Can you format every line of the records below as a JSON list of strings, one string per line, with blank lines left out?

** START OF Provided entries **

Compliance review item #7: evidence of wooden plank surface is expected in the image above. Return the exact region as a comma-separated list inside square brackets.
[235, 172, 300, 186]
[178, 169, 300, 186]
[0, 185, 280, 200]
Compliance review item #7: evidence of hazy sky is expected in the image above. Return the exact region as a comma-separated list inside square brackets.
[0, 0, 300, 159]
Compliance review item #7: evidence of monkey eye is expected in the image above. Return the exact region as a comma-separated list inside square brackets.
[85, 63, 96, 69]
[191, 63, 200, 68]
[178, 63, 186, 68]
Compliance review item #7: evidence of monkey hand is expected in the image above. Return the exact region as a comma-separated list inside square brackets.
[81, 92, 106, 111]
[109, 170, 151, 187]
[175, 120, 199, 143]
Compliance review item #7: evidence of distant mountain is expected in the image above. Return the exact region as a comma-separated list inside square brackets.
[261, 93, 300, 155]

** END OF Provided entries **

**Final answer**:
[
  "Compliance review item #7: evidence of wooden plank surface is expected in the image above. Return the exact region as a comma-separated list inside square brackets.",
  "[235, 172, 300, 186]",
  "[178, 169, 300, 186]",
  "[0, 185, 280, 200]",
  "Compliance review item #7: evidence of hazy sky is expected in the image above. Return the exact region as a comma-separated list inside square brackets.",
  "[0, 0, 300, 159]",
  "Compliance review item #7: evidence of monkey eye is expected in the image above. Return the exact region as a comma-separated list inside square brackets.",
  "[85, 63, 96, 69]",
  "[191, 63, 200, 68]",
  "[178, 63, 186, 68]",
  "Compliance review item #7: evidence of monkey hand is expected in the image above. Return the exact region as a comma-separated list inside square brackets.",
  "[81, 92, 106, 111]",
  "[109, 170, 151, 187]",
  "[175, 120, 199, 143]",
  "Compliance review item #7: evidence of distant mountain is expected in the image above. Return the exact region as a comma-separated list inside square brackets.",
  "[261, 93, 300, 155]"
]